--- To do ---
Return all the entries exactly. No pictures.

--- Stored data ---
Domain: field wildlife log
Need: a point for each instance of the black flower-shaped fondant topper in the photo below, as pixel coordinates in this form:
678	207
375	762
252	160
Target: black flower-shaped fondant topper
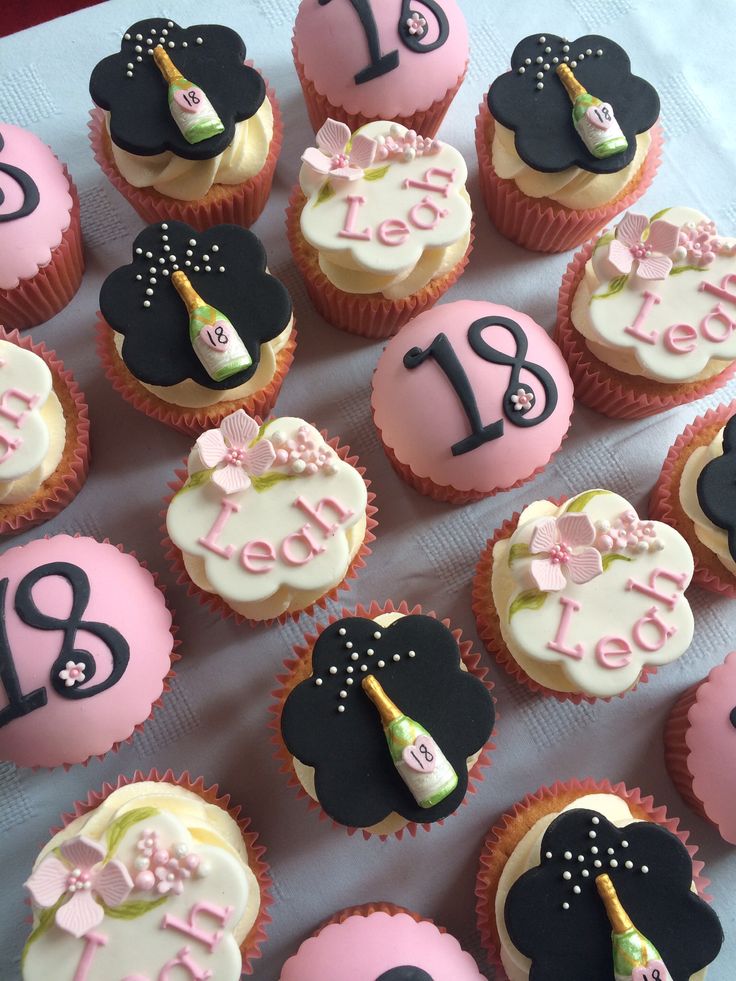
557	919
329	723
532	101
717	487
226	265
131	88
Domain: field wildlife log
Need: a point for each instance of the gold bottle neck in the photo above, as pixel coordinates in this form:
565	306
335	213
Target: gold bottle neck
387	709
619	919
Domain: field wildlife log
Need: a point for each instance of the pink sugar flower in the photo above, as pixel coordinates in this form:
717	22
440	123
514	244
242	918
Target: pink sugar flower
565	545
84	879
331	156
651	252
228	450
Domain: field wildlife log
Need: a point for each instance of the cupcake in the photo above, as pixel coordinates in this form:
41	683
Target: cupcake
41	260
380	942
73	697
384	719
156	877
358	63
585	880
646	315
567	139
380	225
183	127
268	520
491	428
700	736
695	494
195	327
44	434
584	599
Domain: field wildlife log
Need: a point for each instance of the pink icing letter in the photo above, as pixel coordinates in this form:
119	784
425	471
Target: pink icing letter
679	578
227	508
257	551
426	184
650	300
315	514
663	631
558	644
189	927
355	202
613	652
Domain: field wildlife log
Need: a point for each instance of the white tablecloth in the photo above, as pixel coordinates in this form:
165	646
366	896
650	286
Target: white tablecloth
214	722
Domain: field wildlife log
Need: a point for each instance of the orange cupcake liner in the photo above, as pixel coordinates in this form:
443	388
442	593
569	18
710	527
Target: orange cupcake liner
216	604
319	108
512	826
237	204
38	299
297	668
599	386
489	625
540	224
251	946
62	486
193	422
665	504
368	315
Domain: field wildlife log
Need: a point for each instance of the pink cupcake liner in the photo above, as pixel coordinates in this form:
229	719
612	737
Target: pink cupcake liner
497	846
239	204
296	669
665	504
540	224
602	388
61	487
319	108
38	299
193	422
251	946
370	316
216	604
489	627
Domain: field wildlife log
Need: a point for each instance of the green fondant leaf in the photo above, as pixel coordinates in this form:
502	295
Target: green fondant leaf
518	551
616	286
325	193
532	599
612	557
377	174
133	909
582	501
118	827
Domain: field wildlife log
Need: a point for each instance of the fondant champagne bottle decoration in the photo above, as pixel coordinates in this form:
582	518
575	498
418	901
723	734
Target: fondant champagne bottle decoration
422	765
594	120
634	957
216	342
192	111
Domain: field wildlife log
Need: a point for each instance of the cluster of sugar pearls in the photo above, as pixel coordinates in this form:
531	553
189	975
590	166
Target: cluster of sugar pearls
303	454
628	531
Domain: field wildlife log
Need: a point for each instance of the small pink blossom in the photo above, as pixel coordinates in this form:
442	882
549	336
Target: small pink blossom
650	251
228	450
72	674
331	156
564	545
84	879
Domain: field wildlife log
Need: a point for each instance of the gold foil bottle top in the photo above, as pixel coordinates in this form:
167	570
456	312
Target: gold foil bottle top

--- Exercise solution ---
Domain: field wildlife log
Need: a point for each instance of the black flower-shaped fondant topper in the photo below, as pixel coordinates in this form:
678	207
375	762
252	160
Target: black flower-shaped fondant topper
557	919
329	723
532	101
717	487
226	265
131	88
Domain: field wildlife log
Need: a point for each instance of the gold bottle neck in the photo above, as pixel coordinates in this form:
565	306
335	213
Target: gold bottle neck
387	709
619	919
Domain: field wildlife log
Need: a point for each instance of the pink sugar flower in the photo above, as pixel coordinates in this form:
717	22
440	123
514	244
242	918
Target: pink sugar flower
565	545
84	879
331	156
651	252
228	450
Domain: field wildlife log
Need: a point for each instance of the cupcake in the photo above, as pixel coordinates in this form:
41	683
Target: cupcake
41	260
380	942
73	697
384	719
156	877
358	63
585	880
646	315
567	139
380	225
183	127
268	520
491	428
700	736
695	494
195	327
44	434
584	599
Domain: field wildlife log
Need: a point for each instance of the pink icing letter in the photo above, as pixel coordinates in this form:
119	784
425	471
Target: pink icing letter
679	578
227	508
257	551
426	184
650	300
315	514
663	631
558	644
189	927
355	202
613	652
Domain: field wildlife log
Need: a point for each instance of the white tablecloth in the photo above, as pixel coordinates in this form:
165	646
366	896
650	286
Target: white tablecloth
214	722
Domain: field wildlife log
Need: a point for each instance of the orange cupcake liner in the photo above, as pixel coordinates in this form:
443	388
442	593
569	18
710	527
Target: orange cupcake liner
216	604
319	108
512	826
237	204
38	299
297	668
599	386
489	625
540	224
251	946
62	486
193	422
665	504
368	315
Domain: field wildlife log
Need: a point for each instance of the pink cupcake liner in the photo above, as pixel coordinates in this form:
229	719
612	737
Target: pink cupcake liner
497	846
239	204
296	669
665	504
540	224
602	388
61	487
319	108
38	299
193	422
251	946
370	316
216	604
489	627
Domain: field wildlife log
Need: a point for each instance of the green fondant leaf in the photo above, as pixel coordinates in this form:
502	295
Target: green fondant leaf
518	551
616	286
325	193
532	599
612	557
377	174
133	909
582	501
118	827
Domain: field wildlife log
Need: a point for each instance of the fondant champagne bottle decoration in the photo above, as pixel coordinates in this form:
582	518
575	498
418	901
723	734
Target: fondant champagne bottle decoration
422	765
594	120
634	957
216	342
192	111
Domain: field wildlife log
Need: a point for each instance of the cluster of sugar pearls in the photo above, as pixel coordinates in this form:
531	553
189	975
590	166
Target: cluster of sugar pearls
303	454
628	531
Domain: field wildlife log
Need: a point for each instance of the small pink blossom in the photo above, as pixel coordinates in this form:
442	882
549	336
Target: small pink blossom
650	251
228	450
72	674
331	156
564	545
84	879
Domain: field wildlife log
Need: a point for each instance of the gold foil bottle top in the photo above, as pixel coordinates in this form:
167	570
456	312
Target: gold foil bottle top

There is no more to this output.